Assigned task
Print, without alteration, the lines that extend from the one holding "is the lamp" to the final line of the listing below.

Information provided

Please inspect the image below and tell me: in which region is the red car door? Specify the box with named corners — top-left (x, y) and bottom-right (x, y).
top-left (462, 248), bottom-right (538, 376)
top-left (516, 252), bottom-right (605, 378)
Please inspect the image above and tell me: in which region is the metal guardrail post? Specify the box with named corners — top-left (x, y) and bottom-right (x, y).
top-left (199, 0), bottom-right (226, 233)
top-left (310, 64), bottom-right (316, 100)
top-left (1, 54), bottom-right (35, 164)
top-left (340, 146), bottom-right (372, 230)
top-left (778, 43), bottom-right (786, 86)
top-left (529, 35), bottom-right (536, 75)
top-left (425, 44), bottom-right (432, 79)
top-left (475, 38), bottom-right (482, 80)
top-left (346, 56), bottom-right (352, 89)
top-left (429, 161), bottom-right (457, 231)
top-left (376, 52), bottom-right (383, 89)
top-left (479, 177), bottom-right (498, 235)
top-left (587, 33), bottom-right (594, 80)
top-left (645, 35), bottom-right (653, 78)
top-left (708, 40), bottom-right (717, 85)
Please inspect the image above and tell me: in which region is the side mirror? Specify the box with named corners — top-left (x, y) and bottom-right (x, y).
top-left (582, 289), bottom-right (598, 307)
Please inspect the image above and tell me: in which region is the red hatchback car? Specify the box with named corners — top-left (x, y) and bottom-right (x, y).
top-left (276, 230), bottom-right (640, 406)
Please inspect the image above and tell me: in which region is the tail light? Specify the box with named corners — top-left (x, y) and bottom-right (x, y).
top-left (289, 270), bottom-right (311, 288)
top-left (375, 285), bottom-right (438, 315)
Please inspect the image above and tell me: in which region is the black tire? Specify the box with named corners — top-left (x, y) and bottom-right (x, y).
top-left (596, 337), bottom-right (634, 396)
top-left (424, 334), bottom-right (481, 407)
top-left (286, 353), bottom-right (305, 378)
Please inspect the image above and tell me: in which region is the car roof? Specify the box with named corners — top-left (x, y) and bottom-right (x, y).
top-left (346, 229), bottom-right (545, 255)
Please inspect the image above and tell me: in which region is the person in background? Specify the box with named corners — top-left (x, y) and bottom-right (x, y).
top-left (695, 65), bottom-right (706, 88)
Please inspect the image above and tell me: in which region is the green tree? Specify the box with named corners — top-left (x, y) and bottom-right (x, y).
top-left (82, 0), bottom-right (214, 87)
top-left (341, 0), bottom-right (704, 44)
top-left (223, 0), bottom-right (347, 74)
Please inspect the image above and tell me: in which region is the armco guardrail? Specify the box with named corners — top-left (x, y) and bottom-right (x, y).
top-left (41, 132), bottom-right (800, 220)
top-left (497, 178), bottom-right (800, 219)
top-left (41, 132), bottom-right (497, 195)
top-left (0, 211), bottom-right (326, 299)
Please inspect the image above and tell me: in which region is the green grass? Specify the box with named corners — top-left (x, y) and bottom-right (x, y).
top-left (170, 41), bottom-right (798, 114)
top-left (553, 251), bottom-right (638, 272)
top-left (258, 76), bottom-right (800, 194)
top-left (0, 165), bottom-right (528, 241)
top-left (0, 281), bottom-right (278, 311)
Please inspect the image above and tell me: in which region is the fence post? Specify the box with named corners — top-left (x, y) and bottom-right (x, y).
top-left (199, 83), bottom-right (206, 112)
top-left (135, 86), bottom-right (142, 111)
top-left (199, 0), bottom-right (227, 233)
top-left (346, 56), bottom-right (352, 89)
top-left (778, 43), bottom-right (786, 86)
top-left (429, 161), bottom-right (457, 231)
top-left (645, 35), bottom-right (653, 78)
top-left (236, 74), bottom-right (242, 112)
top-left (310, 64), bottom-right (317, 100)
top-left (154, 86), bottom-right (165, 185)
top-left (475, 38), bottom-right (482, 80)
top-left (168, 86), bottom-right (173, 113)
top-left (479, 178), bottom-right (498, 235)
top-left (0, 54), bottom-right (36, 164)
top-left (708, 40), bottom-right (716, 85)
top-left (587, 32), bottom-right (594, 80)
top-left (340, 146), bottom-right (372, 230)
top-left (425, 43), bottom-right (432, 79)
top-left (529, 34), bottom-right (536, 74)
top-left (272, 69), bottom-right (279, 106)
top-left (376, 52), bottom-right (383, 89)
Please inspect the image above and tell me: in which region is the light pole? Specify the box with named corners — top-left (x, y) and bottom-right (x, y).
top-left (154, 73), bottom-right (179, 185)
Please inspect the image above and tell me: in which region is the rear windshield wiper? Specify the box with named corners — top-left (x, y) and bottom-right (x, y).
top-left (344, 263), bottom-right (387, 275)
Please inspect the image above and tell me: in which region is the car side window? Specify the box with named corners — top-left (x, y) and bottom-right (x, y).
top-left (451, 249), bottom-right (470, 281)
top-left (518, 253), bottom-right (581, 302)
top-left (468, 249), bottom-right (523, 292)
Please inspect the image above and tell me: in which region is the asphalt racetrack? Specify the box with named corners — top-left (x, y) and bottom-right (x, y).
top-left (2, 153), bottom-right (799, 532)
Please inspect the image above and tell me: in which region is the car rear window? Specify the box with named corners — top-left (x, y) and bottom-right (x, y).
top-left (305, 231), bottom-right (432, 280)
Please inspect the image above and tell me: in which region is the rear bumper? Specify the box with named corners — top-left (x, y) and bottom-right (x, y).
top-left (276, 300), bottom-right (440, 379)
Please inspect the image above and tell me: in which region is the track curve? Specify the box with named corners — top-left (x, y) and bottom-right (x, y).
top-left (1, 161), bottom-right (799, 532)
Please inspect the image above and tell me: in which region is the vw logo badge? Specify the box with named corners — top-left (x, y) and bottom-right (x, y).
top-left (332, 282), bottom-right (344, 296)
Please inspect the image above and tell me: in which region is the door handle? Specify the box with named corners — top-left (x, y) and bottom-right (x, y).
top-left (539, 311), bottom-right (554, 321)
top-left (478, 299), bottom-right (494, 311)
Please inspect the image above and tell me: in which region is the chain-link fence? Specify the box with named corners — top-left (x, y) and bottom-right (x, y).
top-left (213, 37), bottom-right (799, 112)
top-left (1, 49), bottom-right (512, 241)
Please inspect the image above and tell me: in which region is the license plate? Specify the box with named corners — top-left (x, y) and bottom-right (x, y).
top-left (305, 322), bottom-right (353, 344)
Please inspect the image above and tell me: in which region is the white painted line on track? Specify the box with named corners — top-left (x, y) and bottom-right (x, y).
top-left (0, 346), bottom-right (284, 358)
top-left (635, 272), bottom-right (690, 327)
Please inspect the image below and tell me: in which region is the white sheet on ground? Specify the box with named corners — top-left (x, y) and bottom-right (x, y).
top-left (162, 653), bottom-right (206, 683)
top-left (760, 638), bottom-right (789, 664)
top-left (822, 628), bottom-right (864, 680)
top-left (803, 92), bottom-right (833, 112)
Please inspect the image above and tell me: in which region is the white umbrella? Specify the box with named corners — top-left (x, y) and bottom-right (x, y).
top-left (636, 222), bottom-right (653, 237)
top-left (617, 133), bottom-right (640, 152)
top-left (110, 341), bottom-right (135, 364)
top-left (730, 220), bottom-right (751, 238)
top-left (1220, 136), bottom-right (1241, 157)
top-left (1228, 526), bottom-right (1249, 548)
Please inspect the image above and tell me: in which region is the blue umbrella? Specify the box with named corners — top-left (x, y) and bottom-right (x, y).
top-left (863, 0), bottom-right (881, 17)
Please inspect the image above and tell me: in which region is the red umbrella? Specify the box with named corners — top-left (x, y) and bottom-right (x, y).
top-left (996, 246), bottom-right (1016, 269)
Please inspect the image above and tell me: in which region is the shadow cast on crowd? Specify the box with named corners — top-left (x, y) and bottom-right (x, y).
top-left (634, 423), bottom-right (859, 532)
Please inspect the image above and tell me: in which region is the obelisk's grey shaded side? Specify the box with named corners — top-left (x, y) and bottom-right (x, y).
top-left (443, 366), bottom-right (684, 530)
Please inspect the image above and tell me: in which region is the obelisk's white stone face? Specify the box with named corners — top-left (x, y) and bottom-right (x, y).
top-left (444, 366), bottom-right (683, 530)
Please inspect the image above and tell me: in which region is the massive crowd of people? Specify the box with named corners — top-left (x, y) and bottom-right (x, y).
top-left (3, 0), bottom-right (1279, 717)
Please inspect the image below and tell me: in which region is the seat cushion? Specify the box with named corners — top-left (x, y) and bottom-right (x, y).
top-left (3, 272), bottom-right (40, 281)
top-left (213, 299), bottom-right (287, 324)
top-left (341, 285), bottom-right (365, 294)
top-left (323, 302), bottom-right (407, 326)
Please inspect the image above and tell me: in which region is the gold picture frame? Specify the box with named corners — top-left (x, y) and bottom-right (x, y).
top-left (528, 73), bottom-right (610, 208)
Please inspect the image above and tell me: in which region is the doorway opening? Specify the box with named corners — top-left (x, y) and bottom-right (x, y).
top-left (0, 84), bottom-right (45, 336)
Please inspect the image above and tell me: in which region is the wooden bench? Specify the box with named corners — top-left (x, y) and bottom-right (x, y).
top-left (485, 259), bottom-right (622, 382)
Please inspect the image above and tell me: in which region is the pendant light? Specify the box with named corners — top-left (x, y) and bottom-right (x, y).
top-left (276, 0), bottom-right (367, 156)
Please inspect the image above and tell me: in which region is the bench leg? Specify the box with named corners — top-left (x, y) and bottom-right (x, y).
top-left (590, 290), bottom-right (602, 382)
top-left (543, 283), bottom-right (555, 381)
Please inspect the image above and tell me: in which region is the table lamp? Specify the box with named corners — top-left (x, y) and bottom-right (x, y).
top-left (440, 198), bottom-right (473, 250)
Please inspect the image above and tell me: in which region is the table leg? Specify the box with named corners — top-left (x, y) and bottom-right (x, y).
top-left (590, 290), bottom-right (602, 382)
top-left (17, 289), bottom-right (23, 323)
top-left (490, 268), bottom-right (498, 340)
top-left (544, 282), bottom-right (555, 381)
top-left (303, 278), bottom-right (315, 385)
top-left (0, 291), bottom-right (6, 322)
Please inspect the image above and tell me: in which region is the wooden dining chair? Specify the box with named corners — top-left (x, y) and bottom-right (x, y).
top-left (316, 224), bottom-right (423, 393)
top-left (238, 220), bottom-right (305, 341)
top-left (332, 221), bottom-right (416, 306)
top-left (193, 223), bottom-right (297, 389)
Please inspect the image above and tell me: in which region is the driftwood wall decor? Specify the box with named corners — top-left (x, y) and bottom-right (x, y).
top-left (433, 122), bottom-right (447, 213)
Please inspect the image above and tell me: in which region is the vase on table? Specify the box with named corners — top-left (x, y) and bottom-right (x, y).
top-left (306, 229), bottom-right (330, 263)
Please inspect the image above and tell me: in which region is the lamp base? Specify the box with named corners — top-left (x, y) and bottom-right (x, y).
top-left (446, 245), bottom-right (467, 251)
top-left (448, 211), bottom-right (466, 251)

Solution to this exercise
Please inspect the image above and tell me: in which region is the lamp base? Specify the box with named corners — top-left (x, y) and bottom-right (x, y).
top-left (446, 245), bottom-right (467, 251)
top-left (448, 211), bottom-right (466, 251)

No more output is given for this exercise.